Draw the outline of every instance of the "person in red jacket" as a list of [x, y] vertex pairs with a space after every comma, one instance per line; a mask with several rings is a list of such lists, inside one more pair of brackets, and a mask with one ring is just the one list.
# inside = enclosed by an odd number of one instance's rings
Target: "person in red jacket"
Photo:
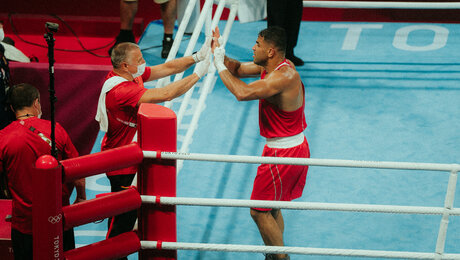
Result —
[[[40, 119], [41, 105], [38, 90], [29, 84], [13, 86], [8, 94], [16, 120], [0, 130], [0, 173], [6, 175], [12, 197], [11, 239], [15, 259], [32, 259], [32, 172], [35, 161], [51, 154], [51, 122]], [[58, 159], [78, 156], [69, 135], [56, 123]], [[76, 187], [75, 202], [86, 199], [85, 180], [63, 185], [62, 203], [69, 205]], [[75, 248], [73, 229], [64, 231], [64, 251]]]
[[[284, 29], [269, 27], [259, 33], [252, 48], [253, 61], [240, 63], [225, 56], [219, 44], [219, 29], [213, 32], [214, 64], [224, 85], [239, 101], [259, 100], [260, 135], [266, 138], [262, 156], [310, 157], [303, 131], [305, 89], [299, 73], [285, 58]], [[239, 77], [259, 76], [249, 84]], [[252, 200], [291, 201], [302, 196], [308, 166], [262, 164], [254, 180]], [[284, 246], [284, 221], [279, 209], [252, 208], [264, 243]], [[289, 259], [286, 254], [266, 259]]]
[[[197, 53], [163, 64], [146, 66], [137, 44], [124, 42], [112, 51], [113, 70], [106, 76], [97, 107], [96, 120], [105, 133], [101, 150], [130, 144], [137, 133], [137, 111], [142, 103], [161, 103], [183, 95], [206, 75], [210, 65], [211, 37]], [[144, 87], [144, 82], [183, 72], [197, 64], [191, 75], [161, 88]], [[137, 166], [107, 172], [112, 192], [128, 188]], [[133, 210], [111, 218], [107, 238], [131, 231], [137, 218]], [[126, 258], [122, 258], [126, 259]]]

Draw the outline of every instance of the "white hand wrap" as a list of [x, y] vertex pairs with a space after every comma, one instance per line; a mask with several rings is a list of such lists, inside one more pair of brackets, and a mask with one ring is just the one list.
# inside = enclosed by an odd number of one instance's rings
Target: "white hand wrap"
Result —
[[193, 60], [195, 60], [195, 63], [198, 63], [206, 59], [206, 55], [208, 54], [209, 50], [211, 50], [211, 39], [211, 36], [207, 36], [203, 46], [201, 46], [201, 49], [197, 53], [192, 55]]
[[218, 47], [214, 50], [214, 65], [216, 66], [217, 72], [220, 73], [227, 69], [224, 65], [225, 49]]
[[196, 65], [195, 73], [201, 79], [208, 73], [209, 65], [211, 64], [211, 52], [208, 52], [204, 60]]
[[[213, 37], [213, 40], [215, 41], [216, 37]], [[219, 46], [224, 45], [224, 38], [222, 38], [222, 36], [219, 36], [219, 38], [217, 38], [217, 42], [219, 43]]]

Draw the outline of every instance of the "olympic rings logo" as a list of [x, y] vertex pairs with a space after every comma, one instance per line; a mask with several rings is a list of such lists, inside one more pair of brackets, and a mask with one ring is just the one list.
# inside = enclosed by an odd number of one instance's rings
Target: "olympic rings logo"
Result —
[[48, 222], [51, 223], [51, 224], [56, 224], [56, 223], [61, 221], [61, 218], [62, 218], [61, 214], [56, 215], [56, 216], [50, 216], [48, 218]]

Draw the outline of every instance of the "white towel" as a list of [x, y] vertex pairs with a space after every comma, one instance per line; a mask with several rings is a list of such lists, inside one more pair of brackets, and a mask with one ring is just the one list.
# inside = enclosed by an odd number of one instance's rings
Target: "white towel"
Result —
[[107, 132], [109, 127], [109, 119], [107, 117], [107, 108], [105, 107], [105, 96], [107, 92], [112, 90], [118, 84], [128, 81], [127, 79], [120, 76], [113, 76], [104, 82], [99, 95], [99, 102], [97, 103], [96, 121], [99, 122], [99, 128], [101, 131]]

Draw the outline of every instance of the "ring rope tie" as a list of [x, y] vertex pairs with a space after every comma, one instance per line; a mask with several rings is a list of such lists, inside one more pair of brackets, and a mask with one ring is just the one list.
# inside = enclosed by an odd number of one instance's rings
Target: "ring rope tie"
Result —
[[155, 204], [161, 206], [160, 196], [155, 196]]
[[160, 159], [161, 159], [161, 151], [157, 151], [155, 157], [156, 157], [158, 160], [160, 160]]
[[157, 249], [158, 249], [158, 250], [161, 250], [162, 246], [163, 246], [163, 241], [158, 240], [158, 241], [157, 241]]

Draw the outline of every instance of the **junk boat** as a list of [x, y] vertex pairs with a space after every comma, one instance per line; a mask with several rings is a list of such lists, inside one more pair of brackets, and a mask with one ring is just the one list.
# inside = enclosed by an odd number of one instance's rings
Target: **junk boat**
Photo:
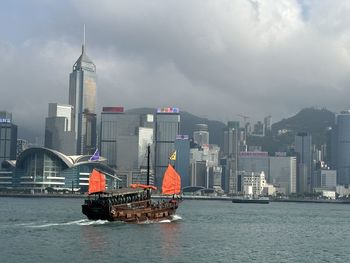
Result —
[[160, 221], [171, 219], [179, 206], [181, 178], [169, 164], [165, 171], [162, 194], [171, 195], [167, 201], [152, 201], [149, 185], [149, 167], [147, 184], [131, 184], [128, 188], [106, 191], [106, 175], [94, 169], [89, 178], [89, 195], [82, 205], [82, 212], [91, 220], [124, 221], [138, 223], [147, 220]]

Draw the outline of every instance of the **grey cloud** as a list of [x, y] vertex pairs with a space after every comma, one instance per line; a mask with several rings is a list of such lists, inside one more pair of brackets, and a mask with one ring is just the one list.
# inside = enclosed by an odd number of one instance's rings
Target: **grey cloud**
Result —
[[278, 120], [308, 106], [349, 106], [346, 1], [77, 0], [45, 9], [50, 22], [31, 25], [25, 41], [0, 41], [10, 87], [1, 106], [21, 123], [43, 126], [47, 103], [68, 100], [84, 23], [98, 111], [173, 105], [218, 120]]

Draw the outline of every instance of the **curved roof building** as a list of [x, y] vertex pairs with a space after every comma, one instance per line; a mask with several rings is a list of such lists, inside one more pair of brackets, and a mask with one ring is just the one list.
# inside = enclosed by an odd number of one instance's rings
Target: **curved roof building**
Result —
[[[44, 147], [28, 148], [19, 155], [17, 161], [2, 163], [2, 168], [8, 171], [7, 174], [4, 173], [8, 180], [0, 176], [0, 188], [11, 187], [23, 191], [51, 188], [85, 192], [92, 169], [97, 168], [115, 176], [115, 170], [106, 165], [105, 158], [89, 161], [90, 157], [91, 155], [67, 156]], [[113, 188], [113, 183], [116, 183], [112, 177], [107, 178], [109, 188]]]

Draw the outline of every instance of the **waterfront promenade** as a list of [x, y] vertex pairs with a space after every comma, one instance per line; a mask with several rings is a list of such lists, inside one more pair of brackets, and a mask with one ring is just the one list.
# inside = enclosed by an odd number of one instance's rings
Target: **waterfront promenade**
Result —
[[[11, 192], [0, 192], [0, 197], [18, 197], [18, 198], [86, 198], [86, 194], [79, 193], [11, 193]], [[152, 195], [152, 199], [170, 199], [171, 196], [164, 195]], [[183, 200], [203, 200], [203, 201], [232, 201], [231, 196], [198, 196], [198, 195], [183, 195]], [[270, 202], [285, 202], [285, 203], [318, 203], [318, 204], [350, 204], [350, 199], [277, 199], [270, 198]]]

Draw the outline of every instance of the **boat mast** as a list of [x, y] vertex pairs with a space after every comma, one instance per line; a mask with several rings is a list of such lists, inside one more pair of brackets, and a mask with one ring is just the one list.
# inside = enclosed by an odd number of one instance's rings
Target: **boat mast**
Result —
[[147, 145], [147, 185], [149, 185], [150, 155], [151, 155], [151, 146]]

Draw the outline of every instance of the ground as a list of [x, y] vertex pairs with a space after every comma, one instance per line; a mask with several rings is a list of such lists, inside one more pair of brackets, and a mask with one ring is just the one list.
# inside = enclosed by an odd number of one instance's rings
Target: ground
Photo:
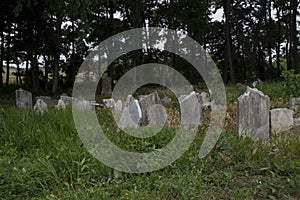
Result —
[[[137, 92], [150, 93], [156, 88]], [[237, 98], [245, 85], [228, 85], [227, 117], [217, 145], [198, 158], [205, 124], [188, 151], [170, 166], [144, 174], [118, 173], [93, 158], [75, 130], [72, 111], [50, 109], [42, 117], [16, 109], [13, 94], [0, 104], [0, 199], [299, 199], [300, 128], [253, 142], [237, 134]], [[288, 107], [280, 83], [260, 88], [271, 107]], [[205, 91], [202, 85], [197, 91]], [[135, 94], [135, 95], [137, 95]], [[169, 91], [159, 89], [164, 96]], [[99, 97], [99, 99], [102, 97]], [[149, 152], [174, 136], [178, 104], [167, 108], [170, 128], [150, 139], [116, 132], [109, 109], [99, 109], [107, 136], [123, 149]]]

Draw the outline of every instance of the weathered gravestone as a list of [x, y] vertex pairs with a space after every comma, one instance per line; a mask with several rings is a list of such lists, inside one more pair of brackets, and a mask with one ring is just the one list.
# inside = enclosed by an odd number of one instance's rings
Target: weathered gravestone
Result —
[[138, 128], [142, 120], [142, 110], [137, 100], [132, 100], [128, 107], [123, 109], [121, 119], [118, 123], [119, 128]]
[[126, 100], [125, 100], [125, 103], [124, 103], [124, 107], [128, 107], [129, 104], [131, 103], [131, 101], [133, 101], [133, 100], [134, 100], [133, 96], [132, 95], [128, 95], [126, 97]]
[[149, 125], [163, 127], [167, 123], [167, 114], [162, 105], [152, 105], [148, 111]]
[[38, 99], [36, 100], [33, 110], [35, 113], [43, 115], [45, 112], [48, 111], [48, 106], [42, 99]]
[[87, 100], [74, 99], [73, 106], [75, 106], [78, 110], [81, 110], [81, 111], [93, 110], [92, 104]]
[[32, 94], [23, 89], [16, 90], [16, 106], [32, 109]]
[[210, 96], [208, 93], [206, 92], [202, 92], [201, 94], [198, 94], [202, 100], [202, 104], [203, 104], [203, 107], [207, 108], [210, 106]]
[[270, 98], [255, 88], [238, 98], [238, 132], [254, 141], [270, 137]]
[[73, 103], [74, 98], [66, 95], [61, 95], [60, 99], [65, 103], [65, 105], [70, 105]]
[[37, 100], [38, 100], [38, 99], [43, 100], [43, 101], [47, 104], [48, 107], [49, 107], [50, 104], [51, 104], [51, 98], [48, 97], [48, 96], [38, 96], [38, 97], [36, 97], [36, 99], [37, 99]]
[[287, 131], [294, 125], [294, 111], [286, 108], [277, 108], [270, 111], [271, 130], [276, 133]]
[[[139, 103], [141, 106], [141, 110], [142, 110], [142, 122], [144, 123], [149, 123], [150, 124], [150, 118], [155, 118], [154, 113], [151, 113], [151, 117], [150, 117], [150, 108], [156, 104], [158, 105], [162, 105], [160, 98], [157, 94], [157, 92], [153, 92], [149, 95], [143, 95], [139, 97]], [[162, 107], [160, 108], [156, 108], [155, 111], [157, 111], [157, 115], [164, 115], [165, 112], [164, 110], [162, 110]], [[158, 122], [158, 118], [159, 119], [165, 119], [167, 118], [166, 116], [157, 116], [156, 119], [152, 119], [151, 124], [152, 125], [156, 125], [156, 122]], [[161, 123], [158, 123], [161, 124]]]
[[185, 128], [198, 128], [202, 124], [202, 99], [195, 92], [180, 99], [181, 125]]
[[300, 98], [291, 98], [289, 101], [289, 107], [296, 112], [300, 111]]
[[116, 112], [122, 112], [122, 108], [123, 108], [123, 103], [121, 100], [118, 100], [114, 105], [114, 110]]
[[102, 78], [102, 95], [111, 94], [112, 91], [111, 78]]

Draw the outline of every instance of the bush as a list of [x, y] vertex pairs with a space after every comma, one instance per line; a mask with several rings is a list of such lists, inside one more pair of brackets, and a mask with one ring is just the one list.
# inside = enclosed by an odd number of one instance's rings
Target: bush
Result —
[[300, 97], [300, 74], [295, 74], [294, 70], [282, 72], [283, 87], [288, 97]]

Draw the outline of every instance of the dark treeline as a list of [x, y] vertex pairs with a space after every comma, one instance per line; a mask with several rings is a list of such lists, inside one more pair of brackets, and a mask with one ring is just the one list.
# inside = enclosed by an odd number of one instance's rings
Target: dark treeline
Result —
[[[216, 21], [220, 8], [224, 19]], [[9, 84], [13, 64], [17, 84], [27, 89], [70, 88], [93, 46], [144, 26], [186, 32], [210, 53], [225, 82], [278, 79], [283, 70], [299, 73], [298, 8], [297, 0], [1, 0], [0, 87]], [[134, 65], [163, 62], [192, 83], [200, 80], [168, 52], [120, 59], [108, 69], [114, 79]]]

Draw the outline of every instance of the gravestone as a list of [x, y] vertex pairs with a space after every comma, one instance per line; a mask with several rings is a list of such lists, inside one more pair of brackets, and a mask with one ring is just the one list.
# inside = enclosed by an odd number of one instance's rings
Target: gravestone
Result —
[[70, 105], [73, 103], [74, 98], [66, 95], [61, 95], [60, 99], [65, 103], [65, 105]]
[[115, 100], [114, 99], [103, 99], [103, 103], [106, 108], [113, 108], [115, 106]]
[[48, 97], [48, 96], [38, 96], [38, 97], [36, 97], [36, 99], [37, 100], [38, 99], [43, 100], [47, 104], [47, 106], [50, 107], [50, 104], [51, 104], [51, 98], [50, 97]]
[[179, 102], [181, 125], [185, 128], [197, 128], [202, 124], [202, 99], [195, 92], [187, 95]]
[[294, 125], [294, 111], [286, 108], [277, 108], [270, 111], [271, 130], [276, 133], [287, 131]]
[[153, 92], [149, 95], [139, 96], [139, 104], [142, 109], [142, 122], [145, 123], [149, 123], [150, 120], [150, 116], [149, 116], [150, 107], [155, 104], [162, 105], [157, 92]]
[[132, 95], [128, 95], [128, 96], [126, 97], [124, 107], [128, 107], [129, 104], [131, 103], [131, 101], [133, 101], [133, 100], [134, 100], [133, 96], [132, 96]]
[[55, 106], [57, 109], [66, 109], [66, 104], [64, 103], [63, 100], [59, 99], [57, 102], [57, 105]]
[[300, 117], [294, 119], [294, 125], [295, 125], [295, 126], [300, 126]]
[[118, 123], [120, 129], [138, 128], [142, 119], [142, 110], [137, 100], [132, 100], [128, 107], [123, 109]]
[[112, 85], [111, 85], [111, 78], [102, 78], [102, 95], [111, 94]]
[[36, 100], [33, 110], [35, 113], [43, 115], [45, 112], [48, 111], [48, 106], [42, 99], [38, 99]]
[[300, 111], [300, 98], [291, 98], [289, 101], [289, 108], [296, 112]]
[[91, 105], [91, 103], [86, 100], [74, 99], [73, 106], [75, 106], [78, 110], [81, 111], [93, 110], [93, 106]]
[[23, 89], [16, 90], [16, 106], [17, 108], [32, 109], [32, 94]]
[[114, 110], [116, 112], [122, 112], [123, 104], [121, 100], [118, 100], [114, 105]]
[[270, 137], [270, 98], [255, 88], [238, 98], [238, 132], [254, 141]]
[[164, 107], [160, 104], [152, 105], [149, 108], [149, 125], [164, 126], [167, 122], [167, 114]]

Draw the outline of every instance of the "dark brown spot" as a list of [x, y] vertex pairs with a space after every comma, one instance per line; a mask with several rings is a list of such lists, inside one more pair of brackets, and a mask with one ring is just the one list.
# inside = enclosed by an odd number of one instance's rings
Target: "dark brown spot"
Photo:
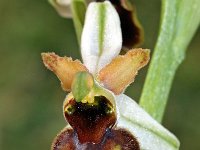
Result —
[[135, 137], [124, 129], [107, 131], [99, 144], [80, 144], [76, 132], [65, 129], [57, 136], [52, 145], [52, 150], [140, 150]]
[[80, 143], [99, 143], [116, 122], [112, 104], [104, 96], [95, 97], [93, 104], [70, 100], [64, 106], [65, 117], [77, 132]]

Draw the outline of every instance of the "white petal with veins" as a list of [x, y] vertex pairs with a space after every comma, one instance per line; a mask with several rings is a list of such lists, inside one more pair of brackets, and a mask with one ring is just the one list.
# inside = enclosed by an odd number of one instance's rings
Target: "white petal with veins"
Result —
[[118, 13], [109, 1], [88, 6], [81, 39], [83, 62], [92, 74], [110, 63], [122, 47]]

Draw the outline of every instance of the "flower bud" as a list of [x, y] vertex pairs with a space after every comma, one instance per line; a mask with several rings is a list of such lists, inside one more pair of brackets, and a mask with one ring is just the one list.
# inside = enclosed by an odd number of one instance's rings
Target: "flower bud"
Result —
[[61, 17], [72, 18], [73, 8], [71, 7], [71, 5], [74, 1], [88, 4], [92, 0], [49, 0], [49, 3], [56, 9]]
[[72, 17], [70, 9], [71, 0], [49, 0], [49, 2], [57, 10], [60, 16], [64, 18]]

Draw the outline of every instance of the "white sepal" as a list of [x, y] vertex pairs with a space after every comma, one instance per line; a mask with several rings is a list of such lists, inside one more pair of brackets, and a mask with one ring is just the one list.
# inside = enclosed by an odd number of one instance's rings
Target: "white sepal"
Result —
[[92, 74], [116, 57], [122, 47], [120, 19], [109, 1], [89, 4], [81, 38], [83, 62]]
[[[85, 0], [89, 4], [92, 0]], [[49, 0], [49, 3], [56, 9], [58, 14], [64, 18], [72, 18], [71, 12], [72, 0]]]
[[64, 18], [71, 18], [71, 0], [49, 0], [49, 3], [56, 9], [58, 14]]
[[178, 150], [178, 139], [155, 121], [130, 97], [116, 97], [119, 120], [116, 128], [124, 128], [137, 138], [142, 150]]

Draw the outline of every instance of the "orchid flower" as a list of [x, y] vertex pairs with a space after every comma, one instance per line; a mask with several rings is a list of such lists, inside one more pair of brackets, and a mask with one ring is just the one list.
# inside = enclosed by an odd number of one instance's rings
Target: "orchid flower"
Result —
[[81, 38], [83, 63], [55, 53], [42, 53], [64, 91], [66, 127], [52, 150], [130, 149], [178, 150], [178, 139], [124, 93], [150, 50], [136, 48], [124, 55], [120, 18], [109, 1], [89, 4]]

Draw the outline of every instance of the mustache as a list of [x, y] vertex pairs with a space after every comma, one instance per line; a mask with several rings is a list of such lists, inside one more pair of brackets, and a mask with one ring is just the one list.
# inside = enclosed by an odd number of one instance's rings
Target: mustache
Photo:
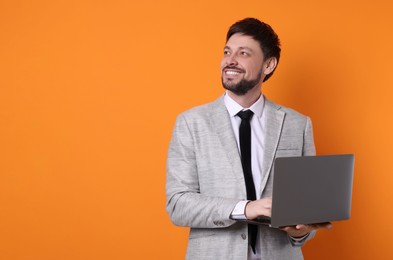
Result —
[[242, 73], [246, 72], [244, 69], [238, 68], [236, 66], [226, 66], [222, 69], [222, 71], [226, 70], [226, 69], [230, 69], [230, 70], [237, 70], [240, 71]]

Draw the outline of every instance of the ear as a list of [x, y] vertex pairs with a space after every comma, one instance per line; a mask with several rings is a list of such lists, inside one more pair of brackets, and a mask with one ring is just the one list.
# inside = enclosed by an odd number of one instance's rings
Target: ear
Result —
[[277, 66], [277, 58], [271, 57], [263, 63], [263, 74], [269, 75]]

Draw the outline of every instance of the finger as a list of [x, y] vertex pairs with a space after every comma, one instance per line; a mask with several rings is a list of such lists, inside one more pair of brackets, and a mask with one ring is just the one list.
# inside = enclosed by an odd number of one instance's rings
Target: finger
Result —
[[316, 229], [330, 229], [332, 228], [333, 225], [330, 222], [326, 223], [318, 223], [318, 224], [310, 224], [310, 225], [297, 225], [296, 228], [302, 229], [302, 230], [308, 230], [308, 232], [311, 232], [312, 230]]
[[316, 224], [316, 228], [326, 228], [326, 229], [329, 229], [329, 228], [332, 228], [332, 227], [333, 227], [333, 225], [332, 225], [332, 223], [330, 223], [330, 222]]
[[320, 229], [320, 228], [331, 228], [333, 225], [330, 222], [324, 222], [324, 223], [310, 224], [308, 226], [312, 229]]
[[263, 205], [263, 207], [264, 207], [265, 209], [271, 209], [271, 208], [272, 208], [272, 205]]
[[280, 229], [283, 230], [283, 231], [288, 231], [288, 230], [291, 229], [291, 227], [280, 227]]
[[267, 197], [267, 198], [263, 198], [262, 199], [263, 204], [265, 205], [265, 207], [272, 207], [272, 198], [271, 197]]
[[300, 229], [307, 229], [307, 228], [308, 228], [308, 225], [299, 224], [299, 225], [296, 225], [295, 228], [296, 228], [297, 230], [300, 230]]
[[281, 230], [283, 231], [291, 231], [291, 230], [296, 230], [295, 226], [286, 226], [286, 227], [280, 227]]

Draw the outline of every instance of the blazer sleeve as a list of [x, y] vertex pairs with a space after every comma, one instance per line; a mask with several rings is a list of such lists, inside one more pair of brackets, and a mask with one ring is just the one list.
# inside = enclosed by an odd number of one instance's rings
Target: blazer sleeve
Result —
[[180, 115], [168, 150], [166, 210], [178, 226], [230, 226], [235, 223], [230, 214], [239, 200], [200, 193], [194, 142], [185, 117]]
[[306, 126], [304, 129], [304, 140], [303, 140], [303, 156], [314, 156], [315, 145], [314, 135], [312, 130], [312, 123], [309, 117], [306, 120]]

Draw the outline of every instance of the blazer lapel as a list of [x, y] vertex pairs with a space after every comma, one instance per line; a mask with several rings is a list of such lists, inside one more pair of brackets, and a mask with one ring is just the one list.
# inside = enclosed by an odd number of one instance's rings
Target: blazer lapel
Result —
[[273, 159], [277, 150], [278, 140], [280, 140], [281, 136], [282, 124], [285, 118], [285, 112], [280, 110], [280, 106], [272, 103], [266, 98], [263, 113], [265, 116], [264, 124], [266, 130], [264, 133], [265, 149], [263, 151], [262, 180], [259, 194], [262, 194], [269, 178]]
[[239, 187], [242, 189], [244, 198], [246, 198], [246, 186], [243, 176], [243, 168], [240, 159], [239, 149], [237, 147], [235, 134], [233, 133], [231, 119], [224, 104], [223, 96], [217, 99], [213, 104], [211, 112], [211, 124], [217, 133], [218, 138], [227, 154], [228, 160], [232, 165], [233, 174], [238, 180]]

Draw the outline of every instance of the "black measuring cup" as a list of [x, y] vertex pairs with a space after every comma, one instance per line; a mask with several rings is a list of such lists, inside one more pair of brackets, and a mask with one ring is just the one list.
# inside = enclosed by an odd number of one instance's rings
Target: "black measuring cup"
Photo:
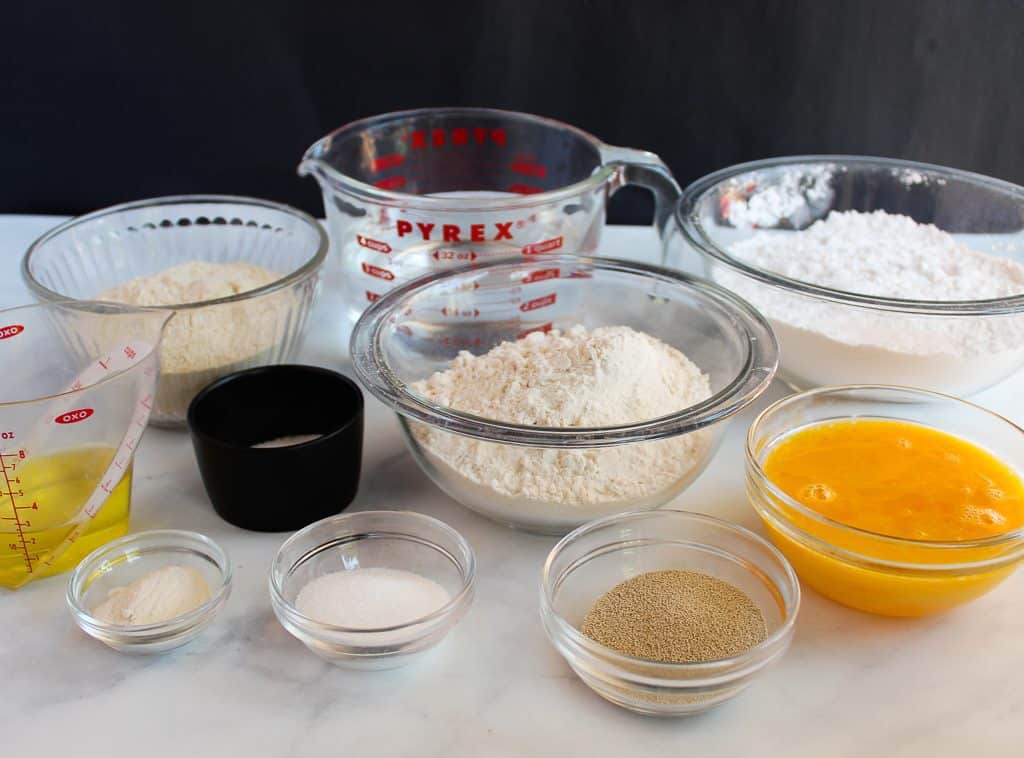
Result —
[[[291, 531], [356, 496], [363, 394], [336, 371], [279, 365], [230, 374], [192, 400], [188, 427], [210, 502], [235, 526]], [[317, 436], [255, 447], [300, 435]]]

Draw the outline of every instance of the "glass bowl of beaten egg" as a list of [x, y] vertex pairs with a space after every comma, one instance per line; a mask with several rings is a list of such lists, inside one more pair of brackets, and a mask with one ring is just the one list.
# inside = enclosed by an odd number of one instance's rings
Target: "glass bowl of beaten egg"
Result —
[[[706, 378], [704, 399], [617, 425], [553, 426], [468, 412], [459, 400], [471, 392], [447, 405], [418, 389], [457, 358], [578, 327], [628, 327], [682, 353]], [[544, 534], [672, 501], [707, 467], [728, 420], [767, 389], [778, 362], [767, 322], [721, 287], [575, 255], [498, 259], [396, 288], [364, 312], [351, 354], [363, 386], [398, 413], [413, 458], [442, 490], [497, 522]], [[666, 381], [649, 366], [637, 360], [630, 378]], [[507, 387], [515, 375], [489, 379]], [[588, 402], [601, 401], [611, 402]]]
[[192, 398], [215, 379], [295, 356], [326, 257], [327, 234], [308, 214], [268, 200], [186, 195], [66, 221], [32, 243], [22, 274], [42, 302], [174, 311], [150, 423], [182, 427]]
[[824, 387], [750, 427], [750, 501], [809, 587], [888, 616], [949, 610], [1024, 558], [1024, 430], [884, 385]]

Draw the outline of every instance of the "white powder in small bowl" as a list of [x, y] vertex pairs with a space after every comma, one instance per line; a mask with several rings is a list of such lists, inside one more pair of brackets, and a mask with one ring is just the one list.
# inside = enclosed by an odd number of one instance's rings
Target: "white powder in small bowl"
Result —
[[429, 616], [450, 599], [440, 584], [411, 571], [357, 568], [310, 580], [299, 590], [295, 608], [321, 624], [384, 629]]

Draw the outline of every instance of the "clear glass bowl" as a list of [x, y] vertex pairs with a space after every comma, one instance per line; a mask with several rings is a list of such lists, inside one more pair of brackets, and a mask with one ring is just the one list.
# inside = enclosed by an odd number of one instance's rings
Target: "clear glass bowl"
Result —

──────────

WORK INSTRUCTIONS:
In the data above, find each line where the string "hand" appears, then copy it.

SOLUTION FOR THIS TASK:
Draw the outline of every instance of the "white hand wrap" as a list of [x, y] vertex pairs with a space after every comma, one instance per line; a mask with several rings is a list of such lists, inside one more pair of brackets, and a mask with one ring is just the one list.
Target: "white hand wrap"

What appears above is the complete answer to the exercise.